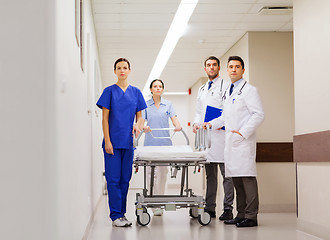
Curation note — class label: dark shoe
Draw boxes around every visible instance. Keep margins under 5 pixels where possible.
[236,218,258,227]
[219,210,233,221]
[204,209,215,218]
[224,217,244,224]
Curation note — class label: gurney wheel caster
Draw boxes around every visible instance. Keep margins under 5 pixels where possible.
[189,207,198,218]
[135,207,148,216]
[198,212,211,226]
[137,212,151,226]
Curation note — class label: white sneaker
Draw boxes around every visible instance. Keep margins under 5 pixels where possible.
[112,218,128,227]
[122,215,132,226]
[152,208,163,216]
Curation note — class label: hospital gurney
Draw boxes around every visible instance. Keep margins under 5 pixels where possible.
[134,128,211,226]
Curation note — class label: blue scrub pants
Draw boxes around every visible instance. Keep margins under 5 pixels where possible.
[103,148,134,221]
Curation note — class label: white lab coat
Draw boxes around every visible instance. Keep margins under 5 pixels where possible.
[210,80,264,177]
[194,77,230,163]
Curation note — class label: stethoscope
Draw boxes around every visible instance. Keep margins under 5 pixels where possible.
[200,79,223,96]
[222,81,247,100]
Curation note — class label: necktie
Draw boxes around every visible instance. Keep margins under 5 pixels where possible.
[229,83,234,96]
[207,81,213,90]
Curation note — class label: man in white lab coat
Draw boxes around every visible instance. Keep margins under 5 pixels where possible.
[204,56,264,227]
[193,56,234,220]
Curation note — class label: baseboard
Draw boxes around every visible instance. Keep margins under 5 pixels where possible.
[259,203,296,213]
[297,218,330,240]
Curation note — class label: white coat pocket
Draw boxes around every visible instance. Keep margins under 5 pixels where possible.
[232,133,244,147]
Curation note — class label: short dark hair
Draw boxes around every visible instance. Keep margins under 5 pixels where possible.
[227,56,244,69]
[113,58,131,70]
[150,79,164,89]
[204,56,220,67]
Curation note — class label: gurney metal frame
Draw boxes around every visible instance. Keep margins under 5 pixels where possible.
[134,128,211,226]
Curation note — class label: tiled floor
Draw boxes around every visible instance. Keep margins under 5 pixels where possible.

Work to be completed: Rewrite every line of the data from the line containing "Curation note — class label: man" through the end, keeping all lines in order, and raise each bounding-box coordinate by 72.

Answer below:
Curation note — class label: man in white lab coat
Draw boxes around every visible instance. Keep margins under 5 pixels where possible.
[276,128,336,299]
[265,128,306,292]
Curation note — class label: baseboard
Draw boxes around every visible instance. Keep margins under 5 pixels where possible.
[331,275,368,285]
[369,290,402,312]
Curation note — class label: white coat pocket
Draw boxes around every visible instance. Keep margins under 5 pixels where possible.
[304,205,316,219]
Curation note — class label: short dark hair
Draw boxes around every visible instance. Keep margins under 5 pixels where possible.
[299,128,316,141]
[185,130,203,142]
[222,151,236,161]
[276,128,292,139]
Curation note — class label: gurney metal frame
Draw boxes around every visible instance. Keep margins under 5 pixels where possible.
[206,200,283,298]
Curation note — class label: tiled floor
Draw boxes around every visible instance. Keep margins under 5 pixels where possible.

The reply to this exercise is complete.